• _Document extract_
* Start *

X-Com: Enemy Unknown back when it was on the little floppy disks!


----------



## Armaetus (Dec 24, 2008)

Probably Wolfenstein 3D back in 1993 or 1994 when my 386 did not have 4MB of RAM.

When it comes to consoles, NES back in the mid 1980s.


----------



## yell0w_f0x (Dec 24, 2008)

hmm... if i recall correctly, it was montezuma's revenge back in the days of the 5 1/4 inch floppy disk... that and together with where in the states is carmen san diego...


----------



## Asmiro (Dec 24, 2008)

The original Civilization game.


----------



## Kangamutt (Dec 24, 2008)

Excluding the kiddie games at school *coughputt-puttcough* the first PC game I played was Doom.


----------



## WolvesSoulZ (Dec 24, 2008)

Starcraft !! XD


----------



## ChapperIce (Dec 24, 2008)

There was this awesome The Magic Schoolbus game I played too O^O It was about dinosaurs. 

But as for...REAL computer games um...None. My computer can't handle games :\ though I played Ragnarok Online on aeRO for awhile if that counts?


----------



## PriestRevan (Dec 24, 2008)

Oregon Trail.

Best game ever.


----------



## Enigmaticat (Dec 24, 2008)

WolvesSoulZ said:


> Starcraft !! XD


^ This, awesome game.


----------



## WolvesSoulZ (Dec 24, 2008)

Silibus said:


> ^ This, awesome game.



The fun fact about it, is that i started to play it when i were 5 yrs old >.> And even funier, is that i played that game for about 8 yrs..


----------



## blackfuredfox (Dec 24, 2008)

* End *

• _Source excerpt_
* Start *

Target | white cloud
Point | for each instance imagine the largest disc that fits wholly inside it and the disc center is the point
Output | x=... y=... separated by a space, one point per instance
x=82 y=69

* End *

• _Description of the task_
In the forum thread about first computer games:
(a) What game did Asmiro name?
(b) In which years did Armaetus say they played Wolfenstein 3D?
(c) For how long did WolvesSoulZ say they played Starcraft?

• _Finished task_
(a) The original Civilization game.
(b) 1993 or 1994.
(c) About 8 years.